• **Extract**

● ● ● ● ●

Jianhai Du

“Being a scientist means you see the positive effect of your work on others. I'm thrilled every time to read letters from patients or researchers who linked our findings to their symptoms or research interest. It's also gratifying to see growth in the trainees in the lab.”

Featured Faculty Professor Jianhai Du

Why did you choose this career? Was there a specific “a-ha” kind of moment?

This career allows me to work with talented scientists and students around the world to unravel the mystery of biology and keep updated with new technology. The beauty of science is troubleshooting the unsolved and new problems. Every moment of problem-solving is my a-ha moment.

What in your educational experience and training stood out to you, and what advice would you share with students who are in that position now?

Research literally means search again. Failed experiments or hypotheses are opportunities for new directions to “re-search” and make true discoveries.

What is your research area?

● ● ● ● ●

• **Work required**
Reproduce the full Jianhai Du faculty profile above, word for word.

● ● ● ● ●

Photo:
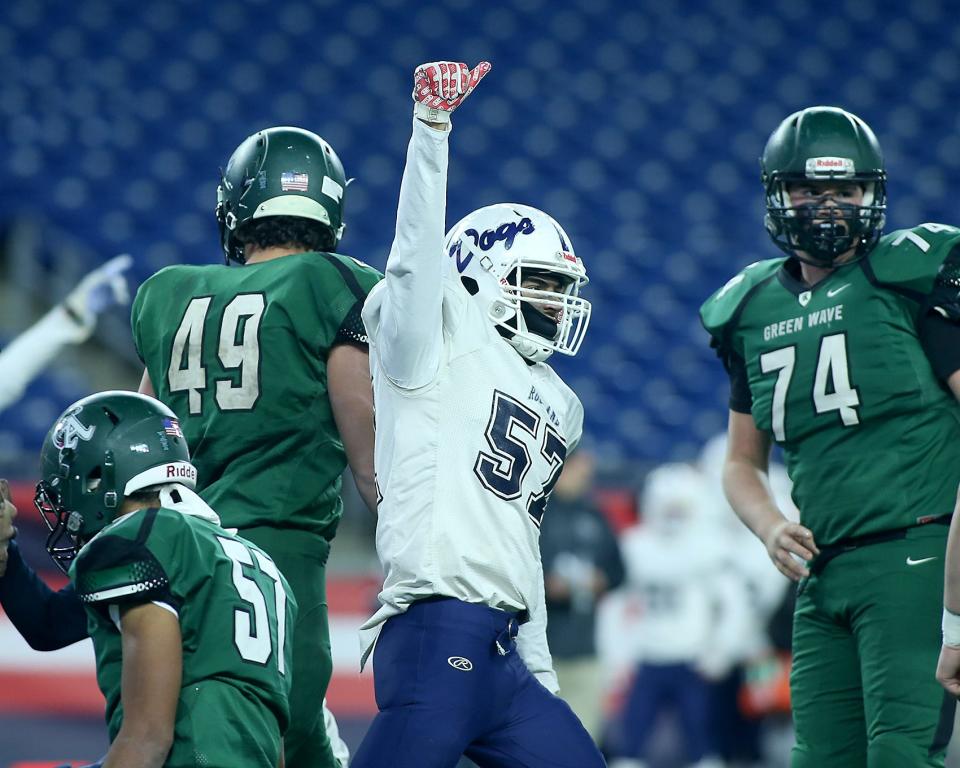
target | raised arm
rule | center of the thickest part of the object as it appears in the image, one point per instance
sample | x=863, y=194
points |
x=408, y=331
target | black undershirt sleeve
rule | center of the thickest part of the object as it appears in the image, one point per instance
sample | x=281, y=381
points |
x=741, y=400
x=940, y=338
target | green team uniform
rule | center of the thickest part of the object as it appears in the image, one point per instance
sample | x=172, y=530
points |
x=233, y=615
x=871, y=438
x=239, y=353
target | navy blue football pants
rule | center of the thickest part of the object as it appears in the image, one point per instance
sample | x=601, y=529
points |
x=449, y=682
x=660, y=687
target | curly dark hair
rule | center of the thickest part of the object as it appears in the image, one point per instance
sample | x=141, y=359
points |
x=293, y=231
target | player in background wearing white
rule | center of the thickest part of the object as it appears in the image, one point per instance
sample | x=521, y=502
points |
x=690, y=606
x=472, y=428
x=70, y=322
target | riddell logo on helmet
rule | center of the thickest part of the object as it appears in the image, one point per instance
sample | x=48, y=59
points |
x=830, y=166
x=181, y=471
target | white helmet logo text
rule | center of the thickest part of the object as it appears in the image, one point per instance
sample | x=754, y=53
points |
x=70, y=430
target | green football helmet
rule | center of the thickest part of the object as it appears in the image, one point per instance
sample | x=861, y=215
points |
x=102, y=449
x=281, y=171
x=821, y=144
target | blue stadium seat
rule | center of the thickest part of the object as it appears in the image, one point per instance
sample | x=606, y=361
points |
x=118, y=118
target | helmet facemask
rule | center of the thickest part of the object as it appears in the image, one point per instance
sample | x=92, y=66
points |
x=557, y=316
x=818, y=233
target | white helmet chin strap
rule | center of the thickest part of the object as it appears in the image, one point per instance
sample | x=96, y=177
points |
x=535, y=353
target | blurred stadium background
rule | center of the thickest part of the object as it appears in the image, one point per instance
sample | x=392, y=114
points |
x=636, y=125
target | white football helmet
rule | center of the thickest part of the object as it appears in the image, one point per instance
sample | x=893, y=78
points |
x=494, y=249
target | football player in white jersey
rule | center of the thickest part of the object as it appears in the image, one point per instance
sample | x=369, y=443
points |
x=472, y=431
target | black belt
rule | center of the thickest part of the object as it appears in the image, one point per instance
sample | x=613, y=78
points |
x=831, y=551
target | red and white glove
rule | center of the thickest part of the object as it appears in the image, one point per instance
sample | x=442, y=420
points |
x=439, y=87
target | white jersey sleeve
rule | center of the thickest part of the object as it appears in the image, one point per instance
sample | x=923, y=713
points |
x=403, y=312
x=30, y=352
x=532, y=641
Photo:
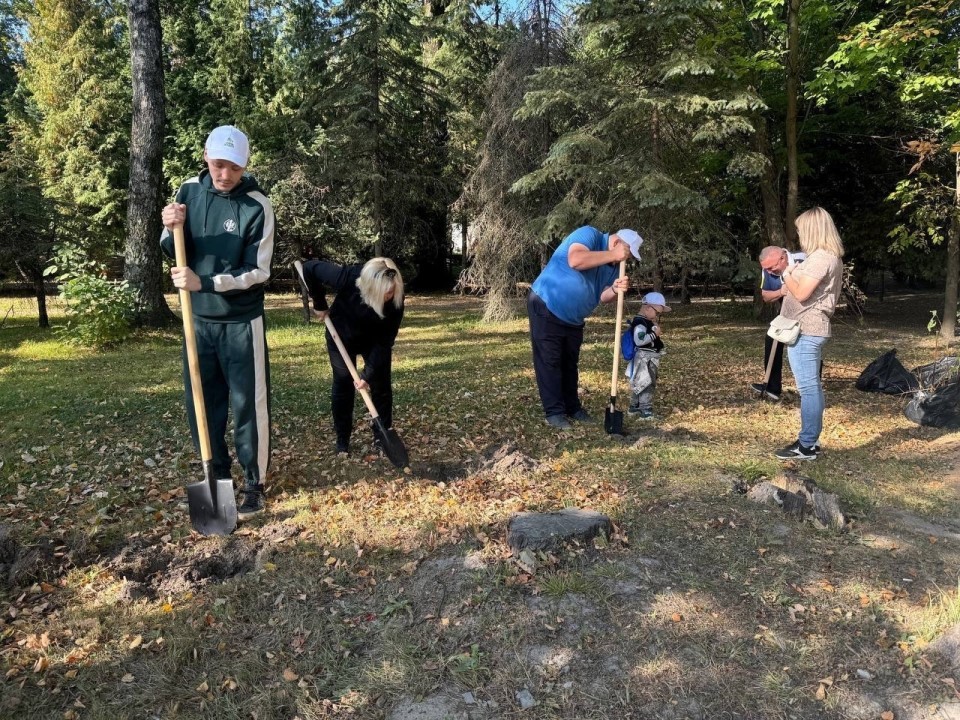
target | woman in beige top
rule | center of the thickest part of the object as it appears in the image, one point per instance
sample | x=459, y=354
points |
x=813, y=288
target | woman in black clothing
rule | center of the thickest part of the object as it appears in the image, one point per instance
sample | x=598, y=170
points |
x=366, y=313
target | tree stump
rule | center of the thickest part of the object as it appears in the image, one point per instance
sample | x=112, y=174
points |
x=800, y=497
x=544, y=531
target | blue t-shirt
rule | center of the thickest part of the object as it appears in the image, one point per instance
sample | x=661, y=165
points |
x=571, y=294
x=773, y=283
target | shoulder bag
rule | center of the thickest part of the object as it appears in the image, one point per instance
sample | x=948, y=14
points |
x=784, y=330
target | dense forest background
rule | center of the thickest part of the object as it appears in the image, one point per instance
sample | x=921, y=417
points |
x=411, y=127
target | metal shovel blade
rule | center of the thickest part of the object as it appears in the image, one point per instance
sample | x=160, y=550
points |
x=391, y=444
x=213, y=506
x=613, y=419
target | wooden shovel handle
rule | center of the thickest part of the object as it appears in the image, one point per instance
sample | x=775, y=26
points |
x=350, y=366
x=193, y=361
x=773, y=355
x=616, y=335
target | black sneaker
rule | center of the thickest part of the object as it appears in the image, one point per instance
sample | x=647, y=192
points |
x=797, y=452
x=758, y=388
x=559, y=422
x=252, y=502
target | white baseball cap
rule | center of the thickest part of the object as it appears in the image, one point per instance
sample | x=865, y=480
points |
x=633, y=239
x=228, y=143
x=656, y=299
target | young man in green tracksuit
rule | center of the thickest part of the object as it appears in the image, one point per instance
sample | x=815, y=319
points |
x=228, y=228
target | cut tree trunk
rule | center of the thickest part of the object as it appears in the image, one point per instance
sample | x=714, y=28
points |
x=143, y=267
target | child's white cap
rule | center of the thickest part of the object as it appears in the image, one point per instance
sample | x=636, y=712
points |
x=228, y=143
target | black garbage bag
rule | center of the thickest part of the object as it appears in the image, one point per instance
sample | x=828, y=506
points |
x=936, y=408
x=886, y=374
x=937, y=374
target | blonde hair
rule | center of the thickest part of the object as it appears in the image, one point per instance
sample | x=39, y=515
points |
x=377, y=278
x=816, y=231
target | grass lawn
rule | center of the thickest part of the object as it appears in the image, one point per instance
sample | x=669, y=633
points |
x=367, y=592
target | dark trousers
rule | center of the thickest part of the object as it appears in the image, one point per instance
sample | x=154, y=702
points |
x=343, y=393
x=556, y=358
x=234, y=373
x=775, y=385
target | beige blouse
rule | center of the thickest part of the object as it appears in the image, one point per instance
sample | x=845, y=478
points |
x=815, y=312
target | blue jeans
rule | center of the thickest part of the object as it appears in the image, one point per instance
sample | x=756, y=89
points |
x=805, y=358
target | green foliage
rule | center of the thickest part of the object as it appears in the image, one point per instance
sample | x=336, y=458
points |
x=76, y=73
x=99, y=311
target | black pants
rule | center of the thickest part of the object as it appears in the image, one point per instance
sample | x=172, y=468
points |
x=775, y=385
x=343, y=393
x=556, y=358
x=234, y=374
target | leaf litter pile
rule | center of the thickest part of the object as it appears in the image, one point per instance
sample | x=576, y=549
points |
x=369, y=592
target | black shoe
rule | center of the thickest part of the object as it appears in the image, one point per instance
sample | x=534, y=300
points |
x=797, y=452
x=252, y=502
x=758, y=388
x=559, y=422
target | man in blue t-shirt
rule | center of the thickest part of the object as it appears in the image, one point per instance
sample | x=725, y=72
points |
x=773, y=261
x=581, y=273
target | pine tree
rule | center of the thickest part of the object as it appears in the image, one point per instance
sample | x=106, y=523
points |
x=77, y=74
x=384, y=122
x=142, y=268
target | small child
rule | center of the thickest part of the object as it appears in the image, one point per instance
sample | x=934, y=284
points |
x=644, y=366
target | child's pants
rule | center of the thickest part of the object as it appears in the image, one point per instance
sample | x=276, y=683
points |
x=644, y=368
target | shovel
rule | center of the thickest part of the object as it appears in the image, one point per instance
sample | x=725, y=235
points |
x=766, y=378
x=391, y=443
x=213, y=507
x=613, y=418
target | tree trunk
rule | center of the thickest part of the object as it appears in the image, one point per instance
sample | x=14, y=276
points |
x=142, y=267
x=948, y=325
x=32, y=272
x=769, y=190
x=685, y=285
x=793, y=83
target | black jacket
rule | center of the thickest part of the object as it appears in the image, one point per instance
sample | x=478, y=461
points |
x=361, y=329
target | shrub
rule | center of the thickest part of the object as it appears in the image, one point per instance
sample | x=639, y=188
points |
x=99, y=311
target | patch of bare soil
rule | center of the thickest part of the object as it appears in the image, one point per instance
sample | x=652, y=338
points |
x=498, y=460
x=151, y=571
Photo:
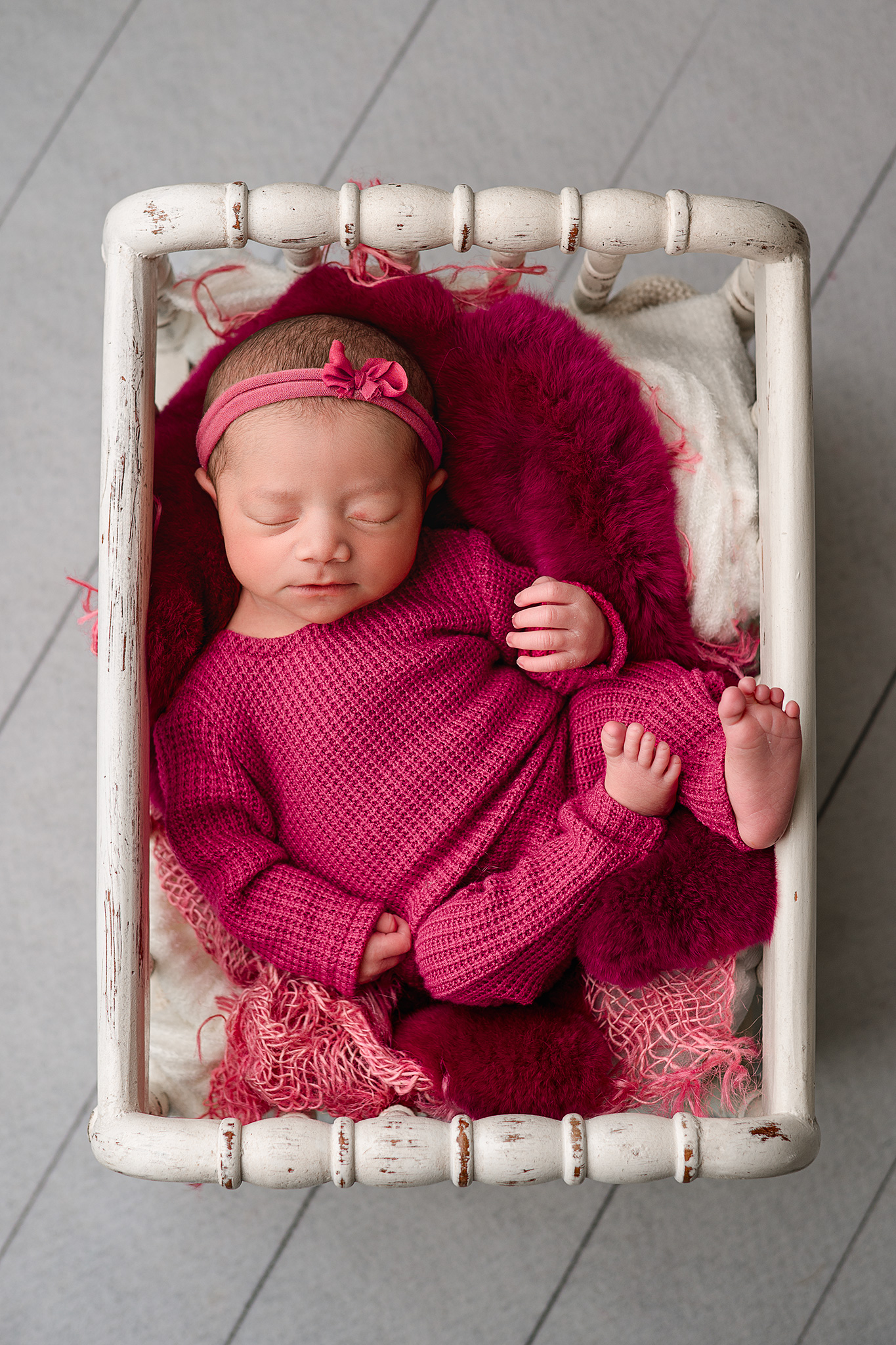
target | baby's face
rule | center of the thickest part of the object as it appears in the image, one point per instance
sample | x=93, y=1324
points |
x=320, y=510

● ● ● ● ●

• **Finished exercise**
Jianhai Du

“Being a scientist means you see the positive effect of your work on others. I'm thrilled every time to read letters from patients or researchers who linked our findings to their symptoms or research interest. It's also gratifying to see growth in the trainees in the lab.”

Featured Faculty Professor Jianhai Du

Why did you choose this career? Was there a specific “a-ha” kind of moment?

This career allows me to work with talented scientists and students around the world to unravel the mystery of biology and keep updated with new technology. The beauty of science is troubleshooting the unsolved and new problems. Every moment of problem-solving is my a-ha moment.

What in your educational experience and training stood out to you, and what advice would you share with students who are in that position now?

Research literally means search again. Failed experiments or hypotheses are opportunities for new directions to “re-search” and make true discoveries.

What is your research area?